Document excerpt =>
In the same period as the development of The Sea Coast barometer was taking place, Patrick Adie was also engaged by The Kew Observatory to develop a new marine stick barometer. The catalyst was a conference in Brussels wherein numerous nations met to discuss a way of producing an accurate instrument for weather measurement at sea. The outcome was a design which was taken up by The Board of Trade as a standard on both land and sea for many years. Admiral Fitzroy was not however, a supporter of this barometer due to the use of metal for the trunk construction. He deemed it too prone to breakage from movement or from gun fire. The latter issue was the catalyst for him developing the gun marine barometer in conjunction with Negretti & Zambra with whom he was already actively engaged. Although it was not quite so widely used as Adie’s design, the marine barometer was evidently a success. A report from Captain Hewlett of The Royal Navy to Admiral Fitzroy reads:
“In the third series of experiments, Mr Negretti being present, five of the new pattern barometers were subjected to the concussion produced by firing a 68 pounder gun with shot and 16lb’s of powder.”
The final year of the decade also coincided with the expiration of Lucien Vidie’s patent for the aneroid barometer. Negretti & Zambra were amongst the first to take advantage of this new freedom and Fitzroy also commissioned them to work on a smaller and more convenient example of this ground breaking instrument. As a result, the company became the first instrument making company to perfect the downsizing of the aneroid barometer for portable use. These early examples are somewhat thicker than the later and more common pocket barometers but the developments made at this early stage created another hugely successful and very marketable product for the company.
Figure 12 – Lucien Vidi – Inventor of the aneroid barometer capsule.
Given all of the developments during this busy decade the company also made the decision to release the first edition of their huge Encyclopaedic Illustrated & Descriptive Catalogue. Its preface gives some indication of the company’s intentions.
“Our endeavour has been to make the work, not merely a list of prices, but in reality a guide for those who are purchasing Scientific Instruments and apparatus generally. All instruments are well described, some more fully than others, depending upon the importance of the apparatus or article under consideration”
From a marketing perspective, the provision of explanatory details relating to their products made everything much more accessible to the general public. This simplification was not only useful to encourage sales, it also provided better general scientific understanding to those who read it. It remains today a hugely useful reference for those interested in instruments of the period and many of its successive volumes remain readily available in facsimile. The originals are somewhat rarer.

Material supplied =>

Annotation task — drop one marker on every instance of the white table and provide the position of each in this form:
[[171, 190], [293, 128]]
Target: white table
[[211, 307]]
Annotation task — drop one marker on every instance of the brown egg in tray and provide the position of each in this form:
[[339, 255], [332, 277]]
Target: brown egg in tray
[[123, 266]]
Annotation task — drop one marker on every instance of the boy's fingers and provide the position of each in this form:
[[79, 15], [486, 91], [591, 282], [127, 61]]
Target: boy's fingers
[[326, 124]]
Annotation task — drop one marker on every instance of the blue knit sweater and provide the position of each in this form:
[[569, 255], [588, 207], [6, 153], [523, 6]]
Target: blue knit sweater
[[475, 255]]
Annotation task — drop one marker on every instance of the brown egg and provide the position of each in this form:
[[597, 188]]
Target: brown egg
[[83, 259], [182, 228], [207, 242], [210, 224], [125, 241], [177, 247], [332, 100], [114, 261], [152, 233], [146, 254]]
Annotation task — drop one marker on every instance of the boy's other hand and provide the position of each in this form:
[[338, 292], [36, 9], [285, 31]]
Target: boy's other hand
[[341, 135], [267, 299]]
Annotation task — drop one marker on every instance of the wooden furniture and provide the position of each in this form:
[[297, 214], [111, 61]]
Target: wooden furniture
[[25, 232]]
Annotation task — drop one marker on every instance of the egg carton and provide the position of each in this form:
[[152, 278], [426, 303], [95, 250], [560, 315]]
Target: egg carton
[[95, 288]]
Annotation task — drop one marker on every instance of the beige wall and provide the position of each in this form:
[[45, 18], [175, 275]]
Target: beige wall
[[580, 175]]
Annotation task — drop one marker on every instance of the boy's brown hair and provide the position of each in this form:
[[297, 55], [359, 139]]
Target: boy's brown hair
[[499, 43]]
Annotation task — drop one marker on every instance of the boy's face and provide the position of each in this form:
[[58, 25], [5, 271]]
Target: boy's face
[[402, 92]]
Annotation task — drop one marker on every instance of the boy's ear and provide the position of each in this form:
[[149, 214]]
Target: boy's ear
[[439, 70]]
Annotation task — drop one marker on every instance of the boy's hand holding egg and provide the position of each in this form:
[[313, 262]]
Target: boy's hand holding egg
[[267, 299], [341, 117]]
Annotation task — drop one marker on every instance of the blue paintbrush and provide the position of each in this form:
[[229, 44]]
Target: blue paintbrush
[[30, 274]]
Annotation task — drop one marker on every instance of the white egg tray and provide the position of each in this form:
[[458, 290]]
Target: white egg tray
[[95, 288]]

Problem to work on => Reproduce word for word the part of the barometer passage that begins at the words "The final year" and stops after "for the company.". Answer from the barometer passage alone, without drawing on the rows.

Task answer =>
The final year of the decade also coincided with the expiration of Lucien Vidie’s patent for the aneroid barometer. Negretti & Zambra were amongst the first to take advantage of this new freedom and Fitzroy also commissioned them to work on a smaller and more convenient example of this ground breaking instrument. As a result, the company became the first instrument making company to perfect the downsizing of the aneroid barometer for portable use. These early examples are somewhat thicker than the later and more common pocket barometers but the developments made at this early stage created another hugely successful and very marketable product for the company.